#### Excerpt from a dataset
______________________________
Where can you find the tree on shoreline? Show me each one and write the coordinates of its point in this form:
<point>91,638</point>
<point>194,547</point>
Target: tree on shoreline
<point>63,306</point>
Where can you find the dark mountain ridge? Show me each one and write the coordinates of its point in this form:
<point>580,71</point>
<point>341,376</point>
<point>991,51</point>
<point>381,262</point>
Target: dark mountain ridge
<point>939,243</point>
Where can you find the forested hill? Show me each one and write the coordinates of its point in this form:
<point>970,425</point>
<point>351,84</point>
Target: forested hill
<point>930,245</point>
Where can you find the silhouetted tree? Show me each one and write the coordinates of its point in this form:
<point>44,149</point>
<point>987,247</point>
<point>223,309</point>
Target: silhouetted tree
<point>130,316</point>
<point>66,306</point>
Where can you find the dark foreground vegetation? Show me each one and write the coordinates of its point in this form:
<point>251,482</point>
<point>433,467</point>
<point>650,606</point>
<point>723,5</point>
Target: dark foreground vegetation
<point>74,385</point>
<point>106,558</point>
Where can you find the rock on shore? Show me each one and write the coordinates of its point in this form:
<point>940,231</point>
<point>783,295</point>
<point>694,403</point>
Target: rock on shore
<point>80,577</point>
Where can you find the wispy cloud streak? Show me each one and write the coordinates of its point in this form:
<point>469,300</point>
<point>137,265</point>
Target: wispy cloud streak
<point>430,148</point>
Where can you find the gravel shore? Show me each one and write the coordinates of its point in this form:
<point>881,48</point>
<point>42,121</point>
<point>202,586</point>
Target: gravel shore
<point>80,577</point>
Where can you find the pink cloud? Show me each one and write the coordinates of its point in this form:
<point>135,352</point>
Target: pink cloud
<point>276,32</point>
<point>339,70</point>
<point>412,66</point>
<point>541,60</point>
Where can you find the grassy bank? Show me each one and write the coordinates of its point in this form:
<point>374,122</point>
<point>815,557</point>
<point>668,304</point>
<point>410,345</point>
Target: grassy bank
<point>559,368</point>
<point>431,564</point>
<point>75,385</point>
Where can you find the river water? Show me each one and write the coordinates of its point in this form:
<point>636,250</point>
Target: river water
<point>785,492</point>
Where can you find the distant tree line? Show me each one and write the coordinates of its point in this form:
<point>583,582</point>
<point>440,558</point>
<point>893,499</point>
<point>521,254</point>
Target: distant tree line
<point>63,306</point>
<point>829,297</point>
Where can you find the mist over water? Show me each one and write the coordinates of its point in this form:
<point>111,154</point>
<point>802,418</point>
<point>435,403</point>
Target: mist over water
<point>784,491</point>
______________________________
#### Task brief
Output every line of the listing above unchanged.

#### Answer for the task
Where can you find the tree on shoreline? Show me each one and write the coordinates of its point in this form:
<point>91,638</point>
<point>194,547</point>
Target: tree on shoreline
<point>63,306</point>
Where can you find the dark mountain ridge? Show me each one and write the coordinates of its point in this form:
<point>580,71</point>
<point>341,376</point>
<point>991,51</point>
<point>381,262</point>
Target: dark mountain ridge
<point>939,243</point>
Where can you find the forested hill? Show me each one and write the coordinates of its point in this form:
<point>970,425</point>
<point>351,84</point>
Target: forested hill
<point>930,245</point>
Where can you find the silhouetted tree? Show me each one and write the coordinates of its point in this form:
<point>44,149</point>
<point>987,247</point>
<point>223,309</point>
Target: silhouetted tree
<point>130,316</point>
<point>66,306</point>
Where can you find the dark foreground vegetation? Show me each one and write the coordinates of its point in this form:
<point>251,482</point>
<point>433,467</point>
<point>650,606</point>
<point>723,5</point>
Target: dark foreground vegetation
<point>74,385</point>
<point>106,558</point>
Where can you find the rock on shore? Show me each one and write the coordinates of its point in this form:
<point>940,231</point>
<point>783,295</point>
<point>694,403</point>
Target: rock on shore
<point>80,577</point>
Where can you find the wispy cloud streak? Show me each one and write the coordinates of its point in this form:
<point>469,300</point>
<point>137,265</point>
Target: wispy cloud streak
<point>430,148</point>
Where can you find the gravel shore? Show me each one and write the coordinates of its point in this form:
<point>881,48</point>
<point>42,121</point>
<point>202,586</point>
Target: gravel shore
<point>80,577</point>
Where can you find the pink cloud? Show me each one and write the coordinates of its point in this form:
<point>135,352</point>
Target: pink cloud
<point>276,32</point>
<point>339,70</point>
<point>412,66</point>
<point>541,60</point>
Where can you find the grassy bank? Show me each one and write the coordinates of its point in this form:
<point>374,122</point>
<point>815,557</point>
<point>668,304</point>
<point>410,345</point>
Target: grassy bank
<point>559,368</point>
<point>431,564</point>
<point>75,385</point>
Where can you find the river water? Show me each one and write the coordinates of its point in this form:
<point>636,250</point>
Target: river water
<point>785,492</point>
Where can you find the distant tree line? Show me each one and write the coordinates of its point in this form:
<point>583,582</point>
<point>440,558</point>
<point>893,499</point>
<point>521,254</point>
Target: distant tree line
<point>63,306</point>
<point>829,297</point>
Where can you find the mist over water? Show me each one and write the coordinates of its point in this form:
<point>111,154</point>
<point>802,418</point>
<point>435,403</point>
Target: mist over water
<point>784,491</point>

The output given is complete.